AIM
Render the lines below as a Markdown table with the columns "Row" and "Line," numbering each row and omitting blank lines. Begin with the line that contains "white car's windshield" and continue through the end of the items.

AVAILABLE RECORDS
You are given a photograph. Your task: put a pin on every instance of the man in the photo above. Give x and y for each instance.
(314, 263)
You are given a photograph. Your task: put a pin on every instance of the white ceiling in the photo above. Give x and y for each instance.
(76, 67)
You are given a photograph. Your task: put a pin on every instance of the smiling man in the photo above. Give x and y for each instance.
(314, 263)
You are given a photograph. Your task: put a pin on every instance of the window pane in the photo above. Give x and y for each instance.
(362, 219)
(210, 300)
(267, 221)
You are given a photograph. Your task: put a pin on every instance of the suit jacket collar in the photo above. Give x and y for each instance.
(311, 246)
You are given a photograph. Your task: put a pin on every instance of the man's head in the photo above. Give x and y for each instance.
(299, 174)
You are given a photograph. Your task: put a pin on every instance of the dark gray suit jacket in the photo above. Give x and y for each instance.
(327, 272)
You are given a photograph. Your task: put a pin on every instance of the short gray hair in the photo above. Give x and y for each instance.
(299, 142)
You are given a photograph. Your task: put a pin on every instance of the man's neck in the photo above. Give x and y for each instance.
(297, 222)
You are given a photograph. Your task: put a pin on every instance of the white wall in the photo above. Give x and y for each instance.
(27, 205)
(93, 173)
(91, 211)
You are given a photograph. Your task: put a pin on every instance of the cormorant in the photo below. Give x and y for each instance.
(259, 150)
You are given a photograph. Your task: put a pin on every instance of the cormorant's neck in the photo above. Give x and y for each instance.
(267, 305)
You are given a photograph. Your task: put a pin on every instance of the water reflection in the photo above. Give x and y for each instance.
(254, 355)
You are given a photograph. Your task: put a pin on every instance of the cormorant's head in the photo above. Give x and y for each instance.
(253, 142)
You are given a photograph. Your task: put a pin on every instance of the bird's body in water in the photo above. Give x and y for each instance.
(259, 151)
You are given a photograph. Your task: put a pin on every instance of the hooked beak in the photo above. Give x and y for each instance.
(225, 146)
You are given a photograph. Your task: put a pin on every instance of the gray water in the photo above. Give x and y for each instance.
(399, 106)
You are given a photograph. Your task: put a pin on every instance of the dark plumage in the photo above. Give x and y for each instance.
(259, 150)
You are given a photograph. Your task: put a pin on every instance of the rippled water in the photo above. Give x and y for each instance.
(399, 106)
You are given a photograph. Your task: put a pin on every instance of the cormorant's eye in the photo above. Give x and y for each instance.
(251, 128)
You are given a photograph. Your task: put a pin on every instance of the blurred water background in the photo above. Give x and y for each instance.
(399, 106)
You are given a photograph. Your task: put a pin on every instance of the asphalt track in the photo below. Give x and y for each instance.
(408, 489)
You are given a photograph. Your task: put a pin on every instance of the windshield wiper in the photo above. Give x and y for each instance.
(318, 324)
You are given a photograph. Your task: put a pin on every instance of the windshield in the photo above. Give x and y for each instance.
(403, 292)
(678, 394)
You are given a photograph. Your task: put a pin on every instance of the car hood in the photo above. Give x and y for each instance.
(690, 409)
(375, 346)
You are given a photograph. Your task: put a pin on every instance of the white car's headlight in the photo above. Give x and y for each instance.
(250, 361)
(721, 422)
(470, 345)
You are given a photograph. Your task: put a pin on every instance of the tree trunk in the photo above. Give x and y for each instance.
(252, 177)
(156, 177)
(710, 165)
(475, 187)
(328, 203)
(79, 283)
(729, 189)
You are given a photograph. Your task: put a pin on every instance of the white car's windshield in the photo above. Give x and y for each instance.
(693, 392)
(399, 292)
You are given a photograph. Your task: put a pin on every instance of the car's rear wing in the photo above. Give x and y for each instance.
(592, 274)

THE REPLY
| Row | Line |
|---|---|
| 1 | You are given a photograph. Your task: put a pin on every instance of the white car's windshield in the photo above. Give x and y for each instance. |
| 2 | (693, 392) |
| 3 | (399, 292) |
| 4 | You are given a photograph. Your task: put a pin on every instance of the car's rear wing in the photo above. Give x and y for each instance. |
| 5 | (592, 274) |